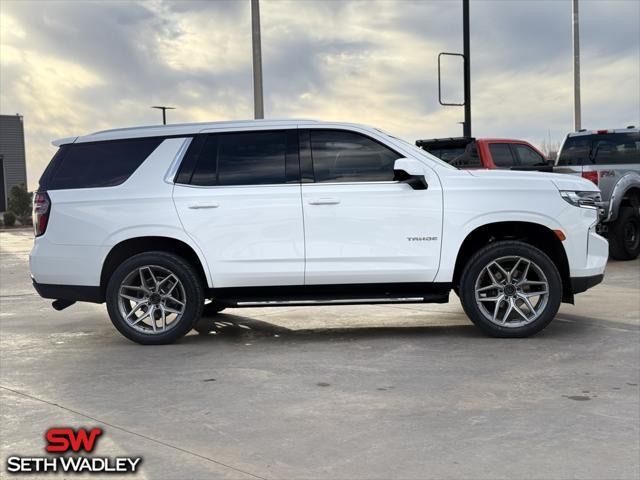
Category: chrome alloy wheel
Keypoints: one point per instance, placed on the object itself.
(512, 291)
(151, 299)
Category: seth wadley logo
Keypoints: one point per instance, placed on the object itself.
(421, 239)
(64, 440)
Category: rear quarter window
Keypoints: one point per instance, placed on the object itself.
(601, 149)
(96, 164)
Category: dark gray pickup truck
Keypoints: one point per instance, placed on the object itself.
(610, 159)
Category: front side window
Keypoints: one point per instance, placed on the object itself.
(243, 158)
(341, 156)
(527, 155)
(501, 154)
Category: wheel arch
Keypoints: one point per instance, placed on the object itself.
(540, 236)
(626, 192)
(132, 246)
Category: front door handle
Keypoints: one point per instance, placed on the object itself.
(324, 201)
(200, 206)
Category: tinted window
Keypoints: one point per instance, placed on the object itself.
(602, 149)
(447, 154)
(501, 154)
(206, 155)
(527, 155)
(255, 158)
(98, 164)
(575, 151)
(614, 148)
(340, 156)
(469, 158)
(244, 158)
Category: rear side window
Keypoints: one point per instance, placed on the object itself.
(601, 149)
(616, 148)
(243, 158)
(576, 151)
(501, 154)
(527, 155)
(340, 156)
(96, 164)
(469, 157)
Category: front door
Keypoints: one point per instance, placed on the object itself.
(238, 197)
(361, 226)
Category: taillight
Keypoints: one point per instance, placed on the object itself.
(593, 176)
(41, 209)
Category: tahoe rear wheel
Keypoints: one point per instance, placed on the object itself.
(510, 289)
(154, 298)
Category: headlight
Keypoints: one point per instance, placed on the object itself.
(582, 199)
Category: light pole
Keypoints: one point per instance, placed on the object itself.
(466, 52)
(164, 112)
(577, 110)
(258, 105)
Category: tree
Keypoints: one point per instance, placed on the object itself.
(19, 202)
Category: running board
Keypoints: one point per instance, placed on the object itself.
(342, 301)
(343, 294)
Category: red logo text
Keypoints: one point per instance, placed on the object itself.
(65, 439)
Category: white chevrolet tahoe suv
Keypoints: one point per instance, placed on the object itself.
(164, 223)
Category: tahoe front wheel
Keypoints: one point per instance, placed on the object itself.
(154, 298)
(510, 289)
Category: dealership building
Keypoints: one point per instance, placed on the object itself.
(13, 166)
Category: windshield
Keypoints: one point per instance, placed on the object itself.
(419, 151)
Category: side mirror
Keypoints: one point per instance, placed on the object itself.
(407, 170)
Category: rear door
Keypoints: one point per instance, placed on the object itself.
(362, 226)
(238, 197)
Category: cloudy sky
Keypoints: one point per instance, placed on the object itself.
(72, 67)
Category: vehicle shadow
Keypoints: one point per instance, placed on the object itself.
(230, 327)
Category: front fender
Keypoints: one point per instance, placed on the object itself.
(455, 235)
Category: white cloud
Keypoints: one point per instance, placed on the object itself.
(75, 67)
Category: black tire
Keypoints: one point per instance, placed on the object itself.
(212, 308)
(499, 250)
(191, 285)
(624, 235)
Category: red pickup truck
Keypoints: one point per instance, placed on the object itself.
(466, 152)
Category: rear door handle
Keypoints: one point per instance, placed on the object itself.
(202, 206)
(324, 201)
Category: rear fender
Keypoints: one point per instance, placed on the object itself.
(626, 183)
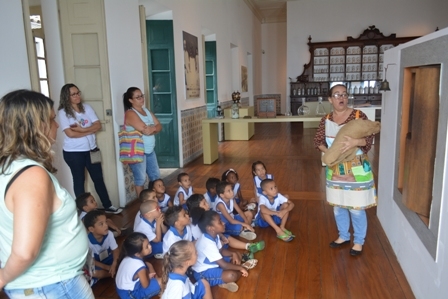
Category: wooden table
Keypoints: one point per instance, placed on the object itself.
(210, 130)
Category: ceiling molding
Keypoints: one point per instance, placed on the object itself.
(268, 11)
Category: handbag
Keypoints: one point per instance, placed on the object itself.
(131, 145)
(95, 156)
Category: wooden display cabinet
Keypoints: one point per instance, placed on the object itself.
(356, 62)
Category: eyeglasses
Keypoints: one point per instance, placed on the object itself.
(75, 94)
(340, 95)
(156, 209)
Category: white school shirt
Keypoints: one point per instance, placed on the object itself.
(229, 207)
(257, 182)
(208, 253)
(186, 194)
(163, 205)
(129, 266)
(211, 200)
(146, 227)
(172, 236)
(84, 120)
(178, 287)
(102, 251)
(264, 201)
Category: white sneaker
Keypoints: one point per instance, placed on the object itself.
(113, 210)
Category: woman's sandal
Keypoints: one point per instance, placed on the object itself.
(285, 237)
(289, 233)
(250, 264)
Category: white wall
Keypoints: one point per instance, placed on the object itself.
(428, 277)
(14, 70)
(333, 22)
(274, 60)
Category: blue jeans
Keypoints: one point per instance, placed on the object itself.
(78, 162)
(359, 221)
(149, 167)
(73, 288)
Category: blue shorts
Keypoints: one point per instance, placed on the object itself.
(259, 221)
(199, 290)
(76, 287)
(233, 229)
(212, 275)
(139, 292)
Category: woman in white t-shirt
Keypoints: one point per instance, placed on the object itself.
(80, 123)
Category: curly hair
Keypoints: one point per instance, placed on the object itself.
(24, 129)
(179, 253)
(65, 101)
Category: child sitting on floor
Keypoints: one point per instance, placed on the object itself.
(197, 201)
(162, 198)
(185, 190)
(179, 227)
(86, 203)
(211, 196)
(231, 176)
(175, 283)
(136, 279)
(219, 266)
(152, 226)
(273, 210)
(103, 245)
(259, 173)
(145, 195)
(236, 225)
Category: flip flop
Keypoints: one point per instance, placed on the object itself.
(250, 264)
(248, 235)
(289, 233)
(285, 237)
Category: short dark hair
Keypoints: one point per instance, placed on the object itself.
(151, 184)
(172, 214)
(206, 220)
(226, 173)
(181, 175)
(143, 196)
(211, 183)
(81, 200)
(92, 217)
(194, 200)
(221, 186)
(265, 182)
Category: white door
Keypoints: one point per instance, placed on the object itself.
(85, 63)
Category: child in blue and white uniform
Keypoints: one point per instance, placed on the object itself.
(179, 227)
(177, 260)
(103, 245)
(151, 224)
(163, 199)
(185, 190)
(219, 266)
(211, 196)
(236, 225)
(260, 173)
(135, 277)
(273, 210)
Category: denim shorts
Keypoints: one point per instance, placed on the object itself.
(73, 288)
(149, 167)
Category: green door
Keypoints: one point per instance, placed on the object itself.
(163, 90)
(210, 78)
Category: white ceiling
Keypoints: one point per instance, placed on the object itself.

━━━━━━━━

Exercise prompt:
Each record above should be copied character for character, with pictures dropped.

Task solution:
Category: chrome alloy wheel
Keypoints: one point per instance, placed on the object itself.
(512, 291)
(151, 299)
Category: seth wadley logo
Keypoints: one point per instance, placed on the object itself.
(421, 239)
(64, 440)
Category: rear quarter window
Keypoints: one point per instance, placed on the object itself.
(601, 149)
(96, 164)
Category: dark gray pickup truck
Keypoints: one point per instance, placed on the object itself.
(610, 159)
Category: front side window
Keypoints: one point per instance, placed on the object itself.
(243, 158)
(341, 156)
(527, 155)
(501, 154)
Category: wheel arch
Keypoints: one point per instance, placed on the object itself.
(540, 236)
(626, 192)
(132, 246)
Category: front door handle
Keypoints: one point per instance, placed on the object itself.
(324, 201)
(200, 206)
Category: tinted window
Keypoints: one point per instance, placed on the object itself.
(602, 149)
(447, 154)
(501, 154)
(206, 155)
(527, 155)
(255, 158)
(98, 164)
(575, 151)
(614, 148)
(340, 156)
(469, 158)
(244, 158)
Category: rear side window
Keypoints: one point per instance, placed on the object itself.
(601, 149)
(616, 148)
(243, 158)
(576, 151)
(501, 154)
(527, 155)
(340, 156)
(96, 164)
(469, 157)
Category: front door
Keypoints: one point per instance, placed on the object itself.
(238, 197)
(361, 226)
Category: taillight
Keypoints: one point per instance, placed on the object itself.
(593, 176)
(41, 209)
Category: tahoe rear wheel
Keypoints: one point per instance, placed on the object itself.
(510, 289)
(154, 298)
Category: headlight
Keypoints: one point per instance, placed on the object itself.
(582, 199)
Category: light pole
Keypoints: one point per instance, placed on the object itself.
(466, 52)
(164, 112)
(577, 110)
(258, 105)
Category: tree
Keypoints: one point per instance, placed on the object itself.
(19, 202)
Category: running board
Keypoints: one point per instance, placed on the object itself.
(342, 301)
(343, 294)
Category: red logo text
Keypoints: one point per instance, placed on the object itself.
(65, 439)
Category: white chevrolet tahoe suv
Keypoints: one point per instance, placed on the object itself.
(164, 223)
Category: tahoe front wheel
Keypoints: one point per instance, placed on the object itself.
(154, 298)
(510, 289)
Category: dealership building
Keypoints: one point per instance, placed on the object itself.
(13, 166)
Category: windshield
Keypoints: one point per instance, placed on the object itself.
(419, 151)
Category: side mirror
Keypoints: one point per instance, placed on the object itself.
(407, 170)
Category: rear door
Keypoints: one point per instance, placed on the object itself.
(362, 226)
(238, 197)
Category: cloudy sky
Keypoints: one point per instance, placed on the object itself.
(72, 67)
Category: vehicle shadow
Keypoints: one point per instance, placed on the object itself.
(230, 327)
Category: front fender
Keypoints: one point per instance, placed on the object itself.
(455, 235)
Category: white cloud
Keypoints: one point per instance, placed on the object itself.
(75, 67)
Category: black tire
Keypoints: one point per instance, placed on the object itself.
(212, 308)
(499, 250)
(191, 285)
(624, 235)
Category: red pickup truck
Keypoints: one point per instance, placed on the object itself.
(466, 152)
Category: rear door handle
Keypoints: one point per instance, placed on the object itself.
(202, 206)
(324, 201)
Category: rear fender
Keypoints: one point per instance, placed on the object itself.
(626, 183)
Category: wooden table
Keypoints: one point per instance, placed on the object itself.
(210, 130)
Category: ceiling molding
Keypoints: one point per instance, placed on the object itself.
(268, 11)
Category: handbag
Keypoints: one point per instance, placed on the object itself.
(131, 145)
(95, 156)
Category: wooden display cabinet
Keypoints: one point per instance, placed on the object itself.
(356, 62)
Category: eyeglasses
Keypoints: one point per instance, placed on the object itself.
(75, 94)
(340, 95)
(156, 209)
Category: white school shirt
Keypoints: one point per instance, placed on the object itself.
(229, 207)
(257, 182)
(208, 253)
(186, 194)
(163, 205)
(129, 266)
(211, 200)
(146, 227)
(172, 236)
(84, 120)
(178, 287)
(102, 251)
(264, 201)
Category: white sneaker
Keypoints: one point per instance, placed on the object itself.
(113, 210)
Category: woman's sandal
Keypoints: one point per instance, placed on the object itself.
(285, 237)
(289, 233)
(250, 264)
Category: white wall
Keypoints: one point per instance, placed on the object itself.
(428, 277)
(14, 70)
(333, 22)
(274, 60)
Category: blue jeans
Keypoints: one point per instance, placed on the object itself.
(78, 162)
(359, 221)
(149, 167)
(73, 288)
Category: blue shorts
Keypoints: one point per instance, placed on the object itself.
(259, 221)
(199, 290)
(76, 287)
(233, 229)
(212, 275)
(139, 292)
Category: woman in white t-shirt
Keypoints: one point per instance, placed on the object itself.
(80, 123)
Category: curly hair
Keypoints: one point per instance, placed on the object itself.
(24, 129)
(179, 253)
(65, 101)
Category: child sitting on floor
Keypoints: one point per instance, placed on the object itself.
(197, 201)
(162, 198)
(185, 190)
(179, 227)
(86, 203)
(211, 196)
(231, 176)
(175, 283)
(136, 279)
(219, 266)
(152, 226)
(273, 210)
(103, 245)
(259, 173)
(145, 195)
(236, 225)
Category: flip flop
Keypoints: one point per instance, placed on the object itself.
(250, 264)
(248, 235)
(289, 233)
(285, 237)
Category: short dark hair
Keypoints: one point per instance, placed on the object itself.
(151, 184)
(172, 214)
(206, 220)
(226, 173)
(181, 175)
(143, 196)
(211, 183)
(81, 200)
(92, 217)
(194, 200)
(221, 186)
(265, 182)
Category: white door
Keypoints: one point per instance, placed on the object itself.
(85, 63)
Category: child in blue and white uniform
Keypoints: one point per instance, placed on the object itself.
(179, 227)
(177, 260)
(103, 245)
(151, 224)
(163, 199)
(185, 190)
(219, 266)
(211, 196)
(236, 225)
(260, 173)
(135, 277)
(273, 210)
Category: denim shorts
Keypoints: one point per instance, placed on the object itself.
(73, 288)
(149, 167)
Category: green door
Keypoints: one point per instance, placed on the object itself.
(163, 90)
(210, 78)
Category: white ceiling
Keypoints: one point per instance, placed on the object itself.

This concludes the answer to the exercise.